SUPPLIED TEXT.
Skip to main content

Find the best probability distribution for your dataset

Project description

phitter-dark-logo

Phitter analyzes datasets and determines the best analytical probability distributions that represent them. The Phitter kernel studies over 80 probability distributions, both continuous and discrete, 3 goodness-of-fit tests, and interactive visualizations. For each selected probability distribution, a standard modeling guide is provided along with spreadsheets that detail the methodology for using the chosen distribution in data science, operations research, and artificial intelligence.

In this repository is the implementation in python and the kernel for Phitter Web

Installation

Requirements

python: >=3.9

PyPI

pip install phitter

Usage

General

import phitter

data: list[int | float] = [...]

phitter_cont = phitter.PHITTER(data)
phitter_cont.fit()

Full continuous implementation

import phitter

data: list[int | float] = [...]

phitter_cont = phitter.PHITTER(
    data=data,
    fit_type="continuous",
    num_bins=15,
    confidence_level=0.95,
    minimum_sse=1e-2,
    distributions_to_fit=["beta", "normal", "fatigue_life", "triangular"],
)
phitter_cont.fit(n_jobs=6)

Full discrete implementation

import phitter

data: list[int | float] = [...]

phitter_disc = phitter.PHITTER(
    data=data,
    fit_type="discrete",
    confidence_level=0.95,
    minimum_sse=1e-2,
    distributions_to_fit=["binomial", "geometric"],
)
phitter_disc.fit(n_jobs=2)

Phitter: properties and methods

import phitter
data: list[int | float] = [...]
phitter_cont = phitter.PHITTER(data)
phitter_cont.fit()

phitter_cont.best_distribution -> dict
phitter_cont.sorted_distributions_sse -> dict
phitter_cont.not_rejected_distributions -> dict
phitter_cont.df_sorted_distributions_sse -> pandas.DataFrame
phitter_cont.df_not_rejected_distributions -> pandas.DataFrame

Histogram Plot

import phitter
data: list[int | float] = [...]
phitter_cont = phitter.PHITTER(data)
phitter_cont.fit()

phitter_cont.plot_histogram()
phitter_histogram

Histogram PDF Dsitributions Plot

import phitter
data: list[int | float] = [...]
phitter_cont = phitter.PHITTER(data)
phitter_cont.fit()

phitter_cont.plot_histogram_distributions()

ENTRIES PROVIDED.
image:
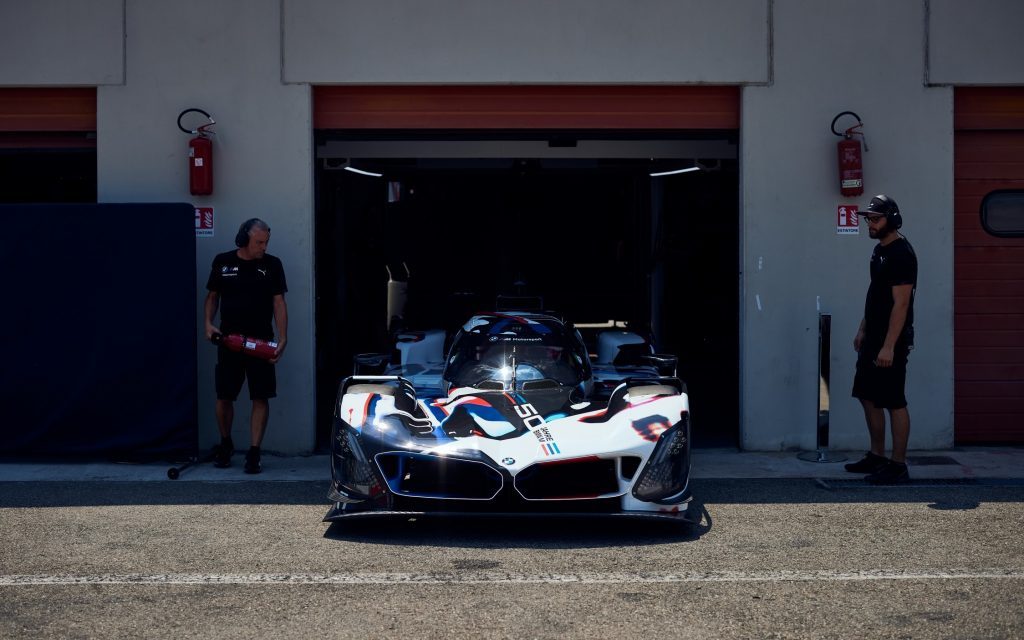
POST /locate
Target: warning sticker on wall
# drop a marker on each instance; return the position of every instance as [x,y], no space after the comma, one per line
[204,221]
[847,220]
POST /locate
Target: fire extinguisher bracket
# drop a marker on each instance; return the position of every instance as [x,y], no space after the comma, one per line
[200,155]
[198,130]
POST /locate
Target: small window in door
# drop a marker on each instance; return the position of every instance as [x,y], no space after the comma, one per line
[1003,213]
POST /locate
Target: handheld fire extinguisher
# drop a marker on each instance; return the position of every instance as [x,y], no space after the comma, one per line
[851,171]
[200,155]
[263,349]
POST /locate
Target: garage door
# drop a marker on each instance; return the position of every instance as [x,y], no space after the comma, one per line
[525,108]
[988,301]
[47,111]
[47,144]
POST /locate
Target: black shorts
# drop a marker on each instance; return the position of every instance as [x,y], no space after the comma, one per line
[884,386]
[233,369]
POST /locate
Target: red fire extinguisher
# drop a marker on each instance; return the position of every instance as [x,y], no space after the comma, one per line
[263,349]
[851,171]
[200,156]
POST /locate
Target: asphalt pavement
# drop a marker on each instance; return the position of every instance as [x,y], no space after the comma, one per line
[785,549]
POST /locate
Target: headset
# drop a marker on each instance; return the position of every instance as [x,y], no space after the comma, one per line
[888,207]
[242,239]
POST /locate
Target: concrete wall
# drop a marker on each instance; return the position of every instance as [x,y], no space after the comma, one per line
[526,41]
[224,58]
[793,256]
[977,42]
[61,42]
[250,64]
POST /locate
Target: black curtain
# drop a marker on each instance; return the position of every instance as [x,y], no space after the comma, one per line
[98,329]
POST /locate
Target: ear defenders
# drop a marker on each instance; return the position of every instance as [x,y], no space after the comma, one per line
[242,239]
[886,206]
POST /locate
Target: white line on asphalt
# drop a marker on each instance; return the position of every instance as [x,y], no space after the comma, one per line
[501,579]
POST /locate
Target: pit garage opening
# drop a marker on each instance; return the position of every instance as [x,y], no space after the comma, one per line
[609,228]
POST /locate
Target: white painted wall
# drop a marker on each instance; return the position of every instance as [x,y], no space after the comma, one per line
[792,253]
[249,62]
[223,57]
[977,42]
[526,41]
[61,42]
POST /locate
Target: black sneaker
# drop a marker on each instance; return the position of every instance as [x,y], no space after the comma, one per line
[892,473]
[222,455]
[868,464]
[252,461]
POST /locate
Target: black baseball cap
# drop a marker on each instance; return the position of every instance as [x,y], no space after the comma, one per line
[881,205]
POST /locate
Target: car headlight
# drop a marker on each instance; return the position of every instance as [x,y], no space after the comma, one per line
[667,472]
[354,479]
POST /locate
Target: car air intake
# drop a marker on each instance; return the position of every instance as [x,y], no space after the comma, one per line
[578,478]
[419,475]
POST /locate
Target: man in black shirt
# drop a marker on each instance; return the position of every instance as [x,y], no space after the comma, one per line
[884,342]
[248,285]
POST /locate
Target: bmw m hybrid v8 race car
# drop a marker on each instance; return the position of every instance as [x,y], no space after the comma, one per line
[513,420]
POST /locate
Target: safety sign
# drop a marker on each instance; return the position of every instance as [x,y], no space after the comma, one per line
[847,220]
[204,221]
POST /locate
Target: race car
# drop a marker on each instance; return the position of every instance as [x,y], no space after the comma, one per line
[511,422]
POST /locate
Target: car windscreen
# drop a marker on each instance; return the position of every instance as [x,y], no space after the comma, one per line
[479,356]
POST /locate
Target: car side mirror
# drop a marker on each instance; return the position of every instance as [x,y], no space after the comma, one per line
[665,363]
[370,364]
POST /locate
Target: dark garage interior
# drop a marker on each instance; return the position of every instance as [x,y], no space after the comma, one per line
[598,239]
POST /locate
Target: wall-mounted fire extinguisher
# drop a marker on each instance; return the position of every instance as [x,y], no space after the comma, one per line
[200,155]
[851,171]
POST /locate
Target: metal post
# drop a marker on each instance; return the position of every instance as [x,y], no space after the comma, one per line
[824,371]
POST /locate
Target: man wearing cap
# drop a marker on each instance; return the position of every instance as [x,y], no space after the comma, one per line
[884,342]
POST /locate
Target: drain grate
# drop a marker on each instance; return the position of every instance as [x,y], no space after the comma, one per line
[928,461]
[861,483]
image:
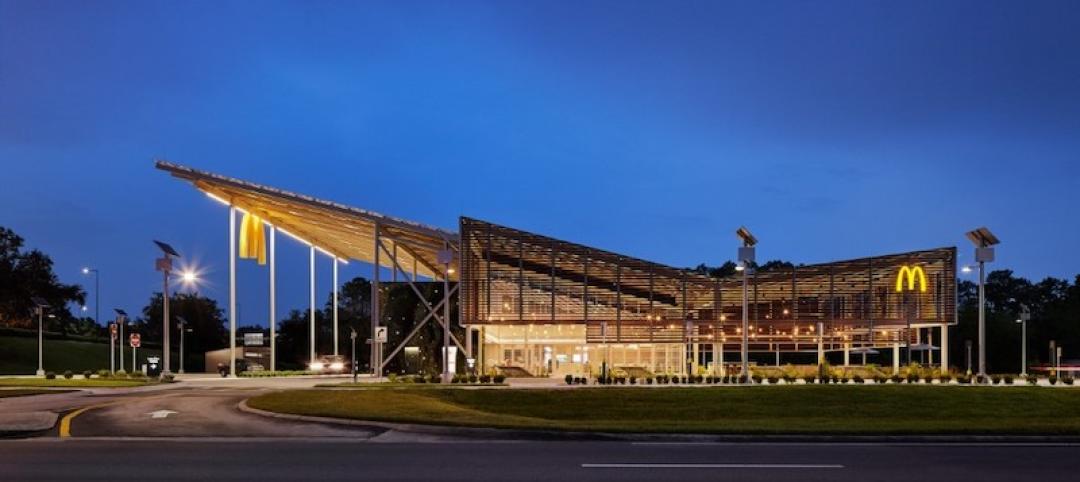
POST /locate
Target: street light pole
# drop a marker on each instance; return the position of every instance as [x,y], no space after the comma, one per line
[984,241]
[164,265]
[97,292]
[40,308]
[1025,315]
[746,255]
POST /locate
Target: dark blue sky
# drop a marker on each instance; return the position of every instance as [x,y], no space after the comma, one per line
[834,130]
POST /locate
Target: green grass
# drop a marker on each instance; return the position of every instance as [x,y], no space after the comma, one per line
[18,356]
[27,392]
[76,383]
[825,410]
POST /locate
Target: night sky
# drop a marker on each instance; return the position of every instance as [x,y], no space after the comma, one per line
[833,130]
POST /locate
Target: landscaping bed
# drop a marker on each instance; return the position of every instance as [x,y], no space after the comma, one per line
[771,410]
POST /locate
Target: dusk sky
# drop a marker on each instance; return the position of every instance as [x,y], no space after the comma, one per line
[833,130]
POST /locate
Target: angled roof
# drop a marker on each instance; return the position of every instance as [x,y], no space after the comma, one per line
[345,231]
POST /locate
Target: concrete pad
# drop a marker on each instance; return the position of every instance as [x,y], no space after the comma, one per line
[26,422]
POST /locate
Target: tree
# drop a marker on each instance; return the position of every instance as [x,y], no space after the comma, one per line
[28,273]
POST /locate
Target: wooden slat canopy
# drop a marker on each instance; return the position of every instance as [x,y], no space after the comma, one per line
[343,231]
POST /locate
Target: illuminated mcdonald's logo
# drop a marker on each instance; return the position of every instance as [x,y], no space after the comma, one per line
[913,276]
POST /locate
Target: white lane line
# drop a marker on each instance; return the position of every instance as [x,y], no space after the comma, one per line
[712,466]
[966,444]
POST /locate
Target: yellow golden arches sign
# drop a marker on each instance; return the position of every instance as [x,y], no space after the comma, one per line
[910,276]
[253,239]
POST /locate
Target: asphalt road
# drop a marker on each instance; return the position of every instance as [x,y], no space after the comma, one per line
[329,459]
[194,431]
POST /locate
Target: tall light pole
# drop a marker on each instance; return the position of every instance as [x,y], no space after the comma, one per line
[984,242]
[189,278]
[746,255]
[1025,315]
[39,309]
[164,264]
[97,292]
[121,319]
[181,323]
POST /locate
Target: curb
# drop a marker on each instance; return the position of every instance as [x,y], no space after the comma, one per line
[499,433]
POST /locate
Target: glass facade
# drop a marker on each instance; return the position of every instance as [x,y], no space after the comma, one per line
[515,283]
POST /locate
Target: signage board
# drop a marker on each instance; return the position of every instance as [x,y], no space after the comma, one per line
[253,339]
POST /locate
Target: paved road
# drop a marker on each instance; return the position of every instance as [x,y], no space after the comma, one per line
[329,459]
[196,412]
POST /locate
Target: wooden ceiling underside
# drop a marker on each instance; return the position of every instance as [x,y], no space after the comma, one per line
[343,231]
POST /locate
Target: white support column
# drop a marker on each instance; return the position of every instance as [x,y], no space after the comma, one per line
[821,343]
[232,293]
[273,298]
[336,289]
[944,344]
[376,357]
[311,299]
[895,359]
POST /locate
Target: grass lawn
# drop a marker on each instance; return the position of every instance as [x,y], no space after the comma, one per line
[76,383]
[27,392]
[846,410]
[18,356]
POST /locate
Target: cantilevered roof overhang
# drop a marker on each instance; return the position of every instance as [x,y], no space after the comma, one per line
[343,231]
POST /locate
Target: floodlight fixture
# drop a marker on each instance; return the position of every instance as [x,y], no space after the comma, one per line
[166,249]
[983,238]
[746,238]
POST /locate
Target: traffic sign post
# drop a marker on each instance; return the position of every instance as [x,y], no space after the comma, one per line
[112,348]
[134,340]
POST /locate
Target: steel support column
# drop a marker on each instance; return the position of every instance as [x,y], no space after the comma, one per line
[232,292]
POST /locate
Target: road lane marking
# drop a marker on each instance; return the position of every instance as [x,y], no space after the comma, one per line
[65,431]
[712,466]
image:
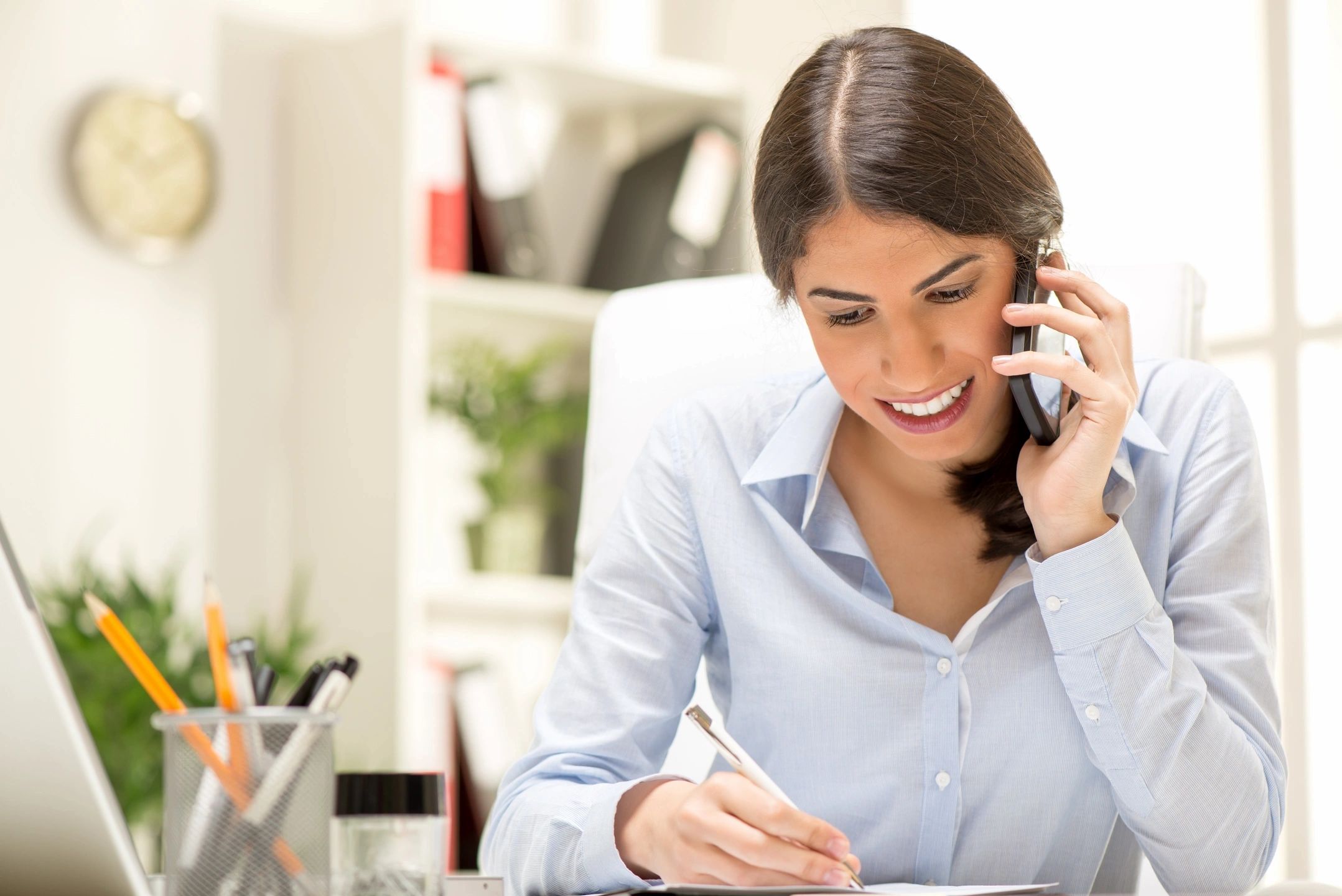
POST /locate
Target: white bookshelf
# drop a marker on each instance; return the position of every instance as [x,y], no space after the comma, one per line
[389,576]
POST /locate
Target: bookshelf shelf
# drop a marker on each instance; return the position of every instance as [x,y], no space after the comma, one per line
[380,488]
[584,83]
[451,294]
[501,597]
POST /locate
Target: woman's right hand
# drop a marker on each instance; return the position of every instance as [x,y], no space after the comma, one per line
[727,831]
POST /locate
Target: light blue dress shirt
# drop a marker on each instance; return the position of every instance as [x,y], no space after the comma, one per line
[1110,699]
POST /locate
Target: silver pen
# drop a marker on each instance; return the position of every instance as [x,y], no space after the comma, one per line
[741,761]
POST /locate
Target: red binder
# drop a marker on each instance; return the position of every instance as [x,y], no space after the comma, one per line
[443,167]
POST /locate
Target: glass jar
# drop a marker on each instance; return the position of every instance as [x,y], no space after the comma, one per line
[389,836]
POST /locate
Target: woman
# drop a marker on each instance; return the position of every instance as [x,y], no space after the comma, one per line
[967,658]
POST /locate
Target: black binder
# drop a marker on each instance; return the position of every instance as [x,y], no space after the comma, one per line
[640,240]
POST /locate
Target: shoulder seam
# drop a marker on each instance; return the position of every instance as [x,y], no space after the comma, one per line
[701,558]
[1199,436]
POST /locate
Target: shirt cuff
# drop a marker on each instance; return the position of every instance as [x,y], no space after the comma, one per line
[600,856]
[1093,590]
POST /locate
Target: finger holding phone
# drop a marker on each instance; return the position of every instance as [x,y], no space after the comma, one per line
[1063,469]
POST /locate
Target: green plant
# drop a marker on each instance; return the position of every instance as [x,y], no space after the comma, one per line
[509,412]
[114,706]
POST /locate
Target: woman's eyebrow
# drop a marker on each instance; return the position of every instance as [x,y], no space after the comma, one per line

THE TASKS.
A. Pick out each line of the records that contains the word "extinguisher".
B. Carry the Phitter project description forward from the point where it ends.
The records are unrelated to the Phitter project description.

ANSWERS TO THE PROBLEMS.
A.
Target: fire extinguisher bracket
Target: handheld fire extinguisher
Target: red fire extinguisher
Target: wall-mounted fire extinguisher

B.
phitter_histogram

Histogram PDF Dsitribution Plot

import phitter
data: list[int | float] = [...]
phitter_cont = phitter.PHITTER(data)
phitter_cont.fit()

phitter_cont.plot_distribution("beta")
phitter_histogram

ECDF Plot

import phitter
data: list[int | float] = [...]
phitter_cont = phitter.PHITTER(data)
phitter_cont.fit()

phitter_cont.phitter.plot_ecdf()
phitter_histogram

ECDF Distribution Plot

import phitter
data: list[int | float] = [...]
phitter_cont = phitter.PHITTER(data)
phitter_cont.fit()

phitter_cont.phitter.plot_ecdf_distribution("beta")
phitter_histogram

QQ Plot

import phitter
data: list[int | float] = [...]
phitter_cont = phitter.PHITTER(data)
phitter_cont.fit()

phitter_cont.phitter.qq_plot("beta")
phitter_histogram

QQ - Regression Plot

import phitter
data: list[int | float] = [...]
phitter_cont = phitter.PHITTER(data)
phitter_cont.fit()

phitter_cont.phitter.qq_plot_regression("beta")
phitter_histogram

Distributions: Methods and properties

import phitter

distribution = phitter.continuous.BETA({"alpha": 5, "beta": 3, "A": 200, "B": 1000})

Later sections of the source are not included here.